(Document extract)
Started by rolindos, August 22, 2011, 02:21:30 PM

yumyumtree

Thirty-10 Weight Loss for Life. Many of the hosts in the Seattle market are shilling for this now. John Curly is also shilling for Dr. Jerry Mixon's Longevity medical clinic. I have another thread on Mixon.

The embedded Lifelock commercials are getting a bit much too. Everybody knows that Lifelock doesn't actually prevent identity theft, nothing can, it just notifies you when something suspicious happens. I think Noory even does these.  It's funny to hear Mark Levin on a tirade about the Liberty Amendments or something and have to segue into a Lifelock story.

The Caspar mattress spots are also interesting.  Levin  makes it sound as if mattress salesmen are inherently creepy.  I've bought a mattress or two in my life and haven't found them to be so.  It's like buying a a dining table and chair set, a sewing machine or any other household item.  Get a grip.

I think this is specifically a TuneIn commercial, but there I am, switching stations, when all of a sudden an ad comes on with a woman yelling at the top of her lungs.  Turns out to be an ad for some horror movie, but man is it ever annoying to listen to that jarring voice, stupid TuneIn.

(Study questions)
A – In the forum post about radio ads, what does the writer say Lifelock actually does?
B – Shorten the paragraph of the forum post that begins "The Caspar mattress spots" to two sentences, keeping its main points.
C – Reproduce everything in the forum post from "Started by rolindos, August" down to "thread on Mixon." without any changes.

(Information provided)
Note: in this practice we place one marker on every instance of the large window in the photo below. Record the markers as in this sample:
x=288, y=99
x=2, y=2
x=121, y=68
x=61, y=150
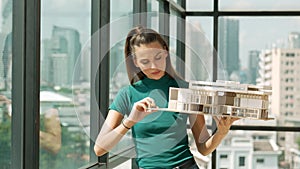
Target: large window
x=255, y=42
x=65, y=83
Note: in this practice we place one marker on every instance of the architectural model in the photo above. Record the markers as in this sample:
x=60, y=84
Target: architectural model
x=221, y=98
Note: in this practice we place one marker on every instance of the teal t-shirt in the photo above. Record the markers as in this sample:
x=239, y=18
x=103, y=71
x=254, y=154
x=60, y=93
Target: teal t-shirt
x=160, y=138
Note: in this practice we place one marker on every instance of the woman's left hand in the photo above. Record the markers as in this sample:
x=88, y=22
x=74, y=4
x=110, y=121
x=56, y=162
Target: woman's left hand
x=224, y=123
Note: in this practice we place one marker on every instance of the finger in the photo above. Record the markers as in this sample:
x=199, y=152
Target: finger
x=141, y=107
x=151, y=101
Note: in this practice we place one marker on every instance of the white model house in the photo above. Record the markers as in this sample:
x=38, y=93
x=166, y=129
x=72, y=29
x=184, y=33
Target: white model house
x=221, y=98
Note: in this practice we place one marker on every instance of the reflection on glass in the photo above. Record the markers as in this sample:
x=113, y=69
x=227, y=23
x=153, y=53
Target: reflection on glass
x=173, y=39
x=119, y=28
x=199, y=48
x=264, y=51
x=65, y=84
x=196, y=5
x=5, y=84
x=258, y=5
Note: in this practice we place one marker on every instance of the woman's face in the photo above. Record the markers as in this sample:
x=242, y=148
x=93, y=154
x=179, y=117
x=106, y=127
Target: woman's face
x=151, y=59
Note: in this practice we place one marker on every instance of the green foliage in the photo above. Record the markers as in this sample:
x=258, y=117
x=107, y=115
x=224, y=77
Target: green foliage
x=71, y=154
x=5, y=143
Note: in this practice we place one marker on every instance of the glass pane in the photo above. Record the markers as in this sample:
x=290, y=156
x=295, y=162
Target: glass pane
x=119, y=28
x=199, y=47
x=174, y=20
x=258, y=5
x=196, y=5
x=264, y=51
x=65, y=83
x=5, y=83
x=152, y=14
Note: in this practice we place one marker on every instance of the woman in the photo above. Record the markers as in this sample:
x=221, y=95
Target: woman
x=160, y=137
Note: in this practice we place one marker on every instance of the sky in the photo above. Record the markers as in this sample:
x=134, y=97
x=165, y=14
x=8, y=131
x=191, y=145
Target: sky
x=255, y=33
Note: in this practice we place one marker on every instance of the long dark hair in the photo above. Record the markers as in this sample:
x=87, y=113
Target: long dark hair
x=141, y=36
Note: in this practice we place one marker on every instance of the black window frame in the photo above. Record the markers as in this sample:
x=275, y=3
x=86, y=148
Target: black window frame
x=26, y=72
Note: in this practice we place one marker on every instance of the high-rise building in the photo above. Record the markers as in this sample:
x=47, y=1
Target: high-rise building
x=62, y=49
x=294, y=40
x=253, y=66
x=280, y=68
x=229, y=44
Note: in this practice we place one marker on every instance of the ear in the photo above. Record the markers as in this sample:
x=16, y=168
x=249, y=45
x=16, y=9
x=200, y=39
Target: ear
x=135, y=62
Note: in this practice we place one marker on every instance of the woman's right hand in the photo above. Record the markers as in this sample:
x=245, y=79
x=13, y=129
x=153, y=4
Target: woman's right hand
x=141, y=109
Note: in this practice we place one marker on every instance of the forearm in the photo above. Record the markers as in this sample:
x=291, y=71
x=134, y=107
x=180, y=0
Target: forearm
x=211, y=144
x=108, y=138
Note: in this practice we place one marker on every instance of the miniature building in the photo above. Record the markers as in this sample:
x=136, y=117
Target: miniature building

==

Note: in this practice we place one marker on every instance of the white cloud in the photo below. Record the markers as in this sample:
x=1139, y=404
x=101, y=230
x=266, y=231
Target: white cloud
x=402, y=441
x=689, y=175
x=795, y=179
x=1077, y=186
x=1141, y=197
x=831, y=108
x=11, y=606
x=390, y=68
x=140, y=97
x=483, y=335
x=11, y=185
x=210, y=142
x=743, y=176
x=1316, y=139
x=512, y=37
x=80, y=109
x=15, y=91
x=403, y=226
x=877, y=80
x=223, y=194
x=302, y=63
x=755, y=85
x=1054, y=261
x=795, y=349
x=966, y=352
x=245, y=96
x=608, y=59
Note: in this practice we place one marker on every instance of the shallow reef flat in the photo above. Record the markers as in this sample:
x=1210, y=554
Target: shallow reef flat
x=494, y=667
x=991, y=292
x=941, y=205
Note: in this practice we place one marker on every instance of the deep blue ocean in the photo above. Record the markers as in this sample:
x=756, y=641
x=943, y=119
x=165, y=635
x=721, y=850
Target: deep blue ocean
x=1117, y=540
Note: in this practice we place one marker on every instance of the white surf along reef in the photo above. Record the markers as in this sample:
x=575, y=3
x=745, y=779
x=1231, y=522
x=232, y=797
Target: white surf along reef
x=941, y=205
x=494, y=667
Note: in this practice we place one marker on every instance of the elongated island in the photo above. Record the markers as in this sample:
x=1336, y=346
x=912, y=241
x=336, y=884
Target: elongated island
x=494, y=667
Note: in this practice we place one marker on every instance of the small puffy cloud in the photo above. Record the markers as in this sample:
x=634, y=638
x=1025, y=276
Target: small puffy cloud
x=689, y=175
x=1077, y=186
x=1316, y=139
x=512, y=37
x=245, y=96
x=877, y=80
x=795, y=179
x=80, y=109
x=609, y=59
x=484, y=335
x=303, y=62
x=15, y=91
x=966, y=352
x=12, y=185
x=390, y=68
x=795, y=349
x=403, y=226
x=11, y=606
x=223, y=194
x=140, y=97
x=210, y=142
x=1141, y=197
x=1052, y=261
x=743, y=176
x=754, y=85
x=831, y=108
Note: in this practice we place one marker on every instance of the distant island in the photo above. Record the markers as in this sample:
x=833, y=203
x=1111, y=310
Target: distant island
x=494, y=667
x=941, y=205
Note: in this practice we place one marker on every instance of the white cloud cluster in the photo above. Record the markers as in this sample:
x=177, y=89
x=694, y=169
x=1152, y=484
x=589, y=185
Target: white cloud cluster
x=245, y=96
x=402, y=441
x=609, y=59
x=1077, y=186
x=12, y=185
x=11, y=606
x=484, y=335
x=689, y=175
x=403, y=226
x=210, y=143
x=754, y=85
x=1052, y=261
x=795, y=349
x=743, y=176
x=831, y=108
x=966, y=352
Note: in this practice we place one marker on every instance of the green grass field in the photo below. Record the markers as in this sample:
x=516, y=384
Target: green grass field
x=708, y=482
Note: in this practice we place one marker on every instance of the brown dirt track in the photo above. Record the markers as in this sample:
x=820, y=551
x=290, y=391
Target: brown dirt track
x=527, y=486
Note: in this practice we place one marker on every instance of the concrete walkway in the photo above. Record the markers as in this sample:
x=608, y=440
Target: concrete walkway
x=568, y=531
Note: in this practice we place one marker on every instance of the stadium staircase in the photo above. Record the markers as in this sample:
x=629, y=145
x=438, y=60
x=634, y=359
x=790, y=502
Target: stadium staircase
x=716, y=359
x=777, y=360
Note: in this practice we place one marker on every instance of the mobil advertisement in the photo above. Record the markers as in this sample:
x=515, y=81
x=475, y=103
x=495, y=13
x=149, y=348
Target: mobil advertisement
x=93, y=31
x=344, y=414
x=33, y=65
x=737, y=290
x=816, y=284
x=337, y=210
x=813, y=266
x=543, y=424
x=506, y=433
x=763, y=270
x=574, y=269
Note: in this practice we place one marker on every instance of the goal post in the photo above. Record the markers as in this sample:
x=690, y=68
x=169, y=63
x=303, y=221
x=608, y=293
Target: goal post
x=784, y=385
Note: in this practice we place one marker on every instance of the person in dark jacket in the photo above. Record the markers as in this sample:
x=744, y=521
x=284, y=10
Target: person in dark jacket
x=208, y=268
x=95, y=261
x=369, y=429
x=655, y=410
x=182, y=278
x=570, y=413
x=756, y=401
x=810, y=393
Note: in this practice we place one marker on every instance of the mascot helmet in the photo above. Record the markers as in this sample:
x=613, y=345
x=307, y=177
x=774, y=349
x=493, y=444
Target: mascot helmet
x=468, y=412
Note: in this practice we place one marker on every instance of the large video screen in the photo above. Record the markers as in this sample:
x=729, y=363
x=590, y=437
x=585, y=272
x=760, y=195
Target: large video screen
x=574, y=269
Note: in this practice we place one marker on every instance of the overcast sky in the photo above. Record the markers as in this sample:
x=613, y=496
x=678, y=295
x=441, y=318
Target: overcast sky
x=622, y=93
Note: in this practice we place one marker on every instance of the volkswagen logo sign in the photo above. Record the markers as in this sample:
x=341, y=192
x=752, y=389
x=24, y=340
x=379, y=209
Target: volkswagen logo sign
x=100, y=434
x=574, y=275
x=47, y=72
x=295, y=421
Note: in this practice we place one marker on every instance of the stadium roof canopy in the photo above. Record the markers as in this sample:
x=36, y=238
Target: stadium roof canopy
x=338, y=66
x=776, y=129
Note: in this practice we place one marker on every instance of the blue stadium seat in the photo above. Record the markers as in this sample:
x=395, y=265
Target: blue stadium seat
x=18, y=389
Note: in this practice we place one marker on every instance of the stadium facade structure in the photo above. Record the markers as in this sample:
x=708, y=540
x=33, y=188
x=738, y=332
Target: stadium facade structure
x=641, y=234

...

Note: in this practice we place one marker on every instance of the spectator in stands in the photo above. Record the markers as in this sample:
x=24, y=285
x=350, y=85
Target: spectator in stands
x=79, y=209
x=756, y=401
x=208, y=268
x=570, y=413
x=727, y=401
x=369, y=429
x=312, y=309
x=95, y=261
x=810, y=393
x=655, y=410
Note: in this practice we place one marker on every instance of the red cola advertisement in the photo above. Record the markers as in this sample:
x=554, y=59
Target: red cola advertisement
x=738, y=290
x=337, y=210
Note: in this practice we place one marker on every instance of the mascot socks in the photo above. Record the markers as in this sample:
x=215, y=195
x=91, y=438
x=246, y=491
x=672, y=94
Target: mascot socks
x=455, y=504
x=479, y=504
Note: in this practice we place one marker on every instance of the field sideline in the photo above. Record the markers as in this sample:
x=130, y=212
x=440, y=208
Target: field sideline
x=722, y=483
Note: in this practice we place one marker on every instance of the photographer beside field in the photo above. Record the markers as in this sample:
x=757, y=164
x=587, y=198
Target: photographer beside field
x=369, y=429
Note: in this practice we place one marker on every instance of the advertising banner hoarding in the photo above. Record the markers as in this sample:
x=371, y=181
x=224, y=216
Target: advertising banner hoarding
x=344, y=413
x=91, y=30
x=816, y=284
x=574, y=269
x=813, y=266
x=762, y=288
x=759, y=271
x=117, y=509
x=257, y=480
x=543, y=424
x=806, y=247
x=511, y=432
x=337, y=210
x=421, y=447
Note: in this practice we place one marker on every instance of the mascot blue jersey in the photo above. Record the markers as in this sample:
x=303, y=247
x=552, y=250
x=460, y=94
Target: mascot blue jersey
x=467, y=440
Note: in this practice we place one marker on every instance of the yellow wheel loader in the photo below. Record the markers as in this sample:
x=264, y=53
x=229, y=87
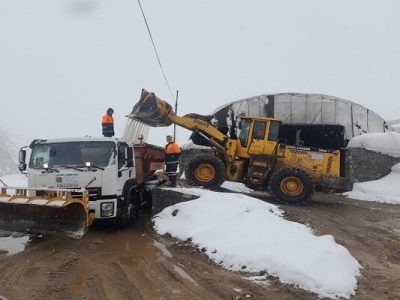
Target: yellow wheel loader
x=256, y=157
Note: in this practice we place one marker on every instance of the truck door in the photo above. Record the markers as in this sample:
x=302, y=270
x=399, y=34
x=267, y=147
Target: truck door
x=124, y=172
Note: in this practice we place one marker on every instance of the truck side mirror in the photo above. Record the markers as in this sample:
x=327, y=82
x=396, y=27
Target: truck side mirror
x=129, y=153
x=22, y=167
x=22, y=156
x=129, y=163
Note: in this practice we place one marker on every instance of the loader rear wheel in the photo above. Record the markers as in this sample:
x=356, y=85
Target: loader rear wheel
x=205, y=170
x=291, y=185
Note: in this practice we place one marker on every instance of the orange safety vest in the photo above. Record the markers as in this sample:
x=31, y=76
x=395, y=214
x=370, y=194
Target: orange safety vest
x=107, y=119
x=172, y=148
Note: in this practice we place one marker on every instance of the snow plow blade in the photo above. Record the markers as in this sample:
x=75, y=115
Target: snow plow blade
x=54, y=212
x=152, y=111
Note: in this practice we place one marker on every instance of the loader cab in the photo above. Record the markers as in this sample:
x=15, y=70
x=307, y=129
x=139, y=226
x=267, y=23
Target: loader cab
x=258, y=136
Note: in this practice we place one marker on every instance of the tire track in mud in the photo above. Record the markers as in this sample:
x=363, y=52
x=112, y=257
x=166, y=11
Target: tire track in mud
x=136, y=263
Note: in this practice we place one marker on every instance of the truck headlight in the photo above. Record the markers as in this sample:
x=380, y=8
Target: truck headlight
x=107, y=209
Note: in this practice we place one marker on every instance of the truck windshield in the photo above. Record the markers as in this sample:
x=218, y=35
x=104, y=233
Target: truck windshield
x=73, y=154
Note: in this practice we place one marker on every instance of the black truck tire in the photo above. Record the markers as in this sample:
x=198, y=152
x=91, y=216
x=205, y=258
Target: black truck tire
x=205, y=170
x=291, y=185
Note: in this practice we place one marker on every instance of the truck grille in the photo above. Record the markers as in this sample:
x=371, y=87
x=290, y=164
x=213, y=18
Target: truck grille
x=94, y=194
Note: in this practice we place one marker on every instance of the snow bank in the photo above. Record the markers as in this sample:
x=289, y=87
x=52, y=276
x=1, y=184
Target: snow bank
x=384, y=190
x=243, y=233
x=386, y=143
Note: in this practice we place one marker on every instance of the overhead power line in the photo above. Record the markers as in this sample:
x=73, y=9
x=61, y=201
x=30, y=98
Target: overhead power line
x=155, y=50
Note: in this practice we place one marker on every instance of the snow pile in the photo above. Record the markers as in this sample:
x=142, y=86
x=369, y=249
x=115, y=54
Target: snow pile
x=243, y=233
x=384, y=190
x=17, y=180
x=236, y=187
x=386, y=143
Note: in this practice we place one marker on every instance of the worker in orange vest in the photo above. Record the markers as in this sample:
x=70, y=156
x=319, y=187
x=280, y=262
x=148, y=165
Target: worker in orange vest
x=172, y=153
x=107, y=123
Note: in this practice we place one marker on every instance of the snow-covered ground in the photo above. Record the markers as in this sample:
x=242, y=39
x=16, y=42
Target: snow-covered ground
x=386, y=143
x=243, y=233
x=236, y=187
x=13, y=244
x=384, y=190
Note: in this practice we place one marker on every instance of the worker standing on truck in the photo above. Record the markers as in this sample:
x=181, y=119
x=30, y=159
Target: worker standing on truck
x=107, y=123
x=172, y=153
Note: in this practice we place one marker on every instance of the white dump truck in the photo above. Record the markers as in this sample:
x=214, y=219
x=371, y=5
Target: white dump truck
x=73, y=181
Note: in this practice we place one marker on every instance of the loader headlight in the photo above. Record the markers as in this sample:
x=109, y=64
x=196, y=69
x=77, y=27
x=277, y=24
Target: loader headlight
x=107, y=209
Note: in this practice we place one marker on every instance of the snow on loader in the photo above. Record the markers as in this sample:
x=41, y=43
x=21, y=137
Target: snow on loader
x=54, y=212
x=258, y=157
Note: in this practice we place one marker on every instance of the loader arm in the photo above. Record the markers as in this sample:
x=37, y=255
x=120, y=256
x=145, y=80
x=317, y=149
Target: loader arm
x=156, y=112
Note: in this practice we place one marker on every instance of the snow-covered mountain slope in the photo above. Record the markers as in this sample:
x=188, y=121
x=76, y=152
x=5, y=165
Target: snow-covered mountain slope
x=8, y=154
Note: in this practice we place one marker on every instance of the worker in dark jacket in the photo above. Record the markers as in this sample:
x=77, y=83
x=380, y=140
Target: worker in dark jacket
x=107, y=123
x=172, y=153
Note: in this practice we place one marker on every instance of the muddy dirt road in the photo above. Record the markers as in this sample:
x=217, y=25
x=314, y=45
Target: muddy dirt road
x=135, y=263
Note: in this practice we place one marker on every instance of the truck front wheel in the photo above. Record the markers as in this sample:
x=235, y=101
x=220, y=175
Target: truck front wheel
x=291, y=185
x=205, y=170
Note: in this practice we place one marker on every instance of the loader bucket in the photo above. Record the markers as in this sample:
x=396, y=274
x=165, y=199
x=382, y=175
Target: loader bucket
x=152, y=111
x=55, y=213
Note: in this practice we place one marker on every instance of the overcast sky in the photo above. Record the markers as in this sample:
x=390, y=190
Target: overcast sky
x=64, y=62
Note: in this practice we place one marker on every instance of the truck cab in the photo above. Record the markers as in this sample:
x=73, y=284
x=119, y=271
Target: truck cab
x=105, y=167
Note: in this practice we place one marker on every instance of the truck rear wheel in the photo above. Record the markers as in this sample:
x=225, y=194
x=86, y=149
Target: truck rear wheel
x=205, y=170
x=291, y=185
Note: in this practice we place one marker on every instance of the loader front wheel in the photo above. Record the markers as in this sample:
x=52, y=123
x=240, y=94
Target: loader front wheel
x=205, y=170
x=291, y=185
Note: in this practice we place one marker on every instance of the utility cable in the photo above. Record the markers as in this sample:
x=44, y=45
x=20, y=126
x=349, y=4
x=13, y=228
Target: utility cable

(Answers for the exercise)
A – It notifies you when something suspicious happens.

B – In the Caspar mattress spots, Levin makes mattress salesmen sound inherently creepy. The writer, who has bought a mattress or two without finding them so, compares it to buying any other household item, such as a dining table and chair set or a sewing machine.

C –
Started by rolindos, August 22, 2011, 02:21:30 PM

yumyumtree

Thirty-10 Weight Loss for Life. Many of the hosts in the Seattle market are shilling for this now. John Curly is also shilling for Dr. Jerry Mixon's Longevity medical clinic. I have another thread on Mixon.